* **Job**: Please rewrite the listing with "bounding box" replaced by "rectangle" and everything else unchanged, leaving the pictures out.

____

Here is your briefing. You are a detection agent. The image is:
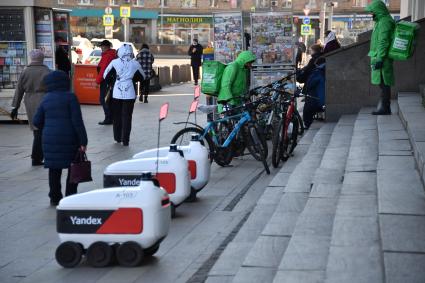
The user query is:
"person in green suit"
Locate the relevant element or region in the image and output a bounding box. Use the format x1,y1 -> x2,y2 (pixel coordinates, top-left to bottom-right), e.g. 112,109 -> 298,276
217,51 -> 256,106
366,0 -> 395,115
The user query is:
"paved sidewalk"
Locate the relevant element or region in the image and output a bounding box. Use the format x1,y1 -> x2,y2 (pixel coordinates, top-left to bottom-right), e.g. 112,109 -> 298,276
0,84 -> 276,283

____

* **Worked answer**:
Here is your briefing. You are a detection agent. The image is:
The user query is:
"person in green suit"
Locate the relevant element or region in the image and output a rectangle. Use the format x1,y1 -> x2,y2 (pixel coordinates, top-left to bottom-right), e.g. 112,109 -> 298,276
217,51 -> 256,106
366,0 -> 395,115
The user query is:
"paved sidewalk"
Locate the relevant element or region in the image and output a rectangle. Use the format x1,y1 -> x2,y2 (pixel coordinates, top-left to bottom-right), e.g. 112,109 -> 298,276
0,84 -> 276,283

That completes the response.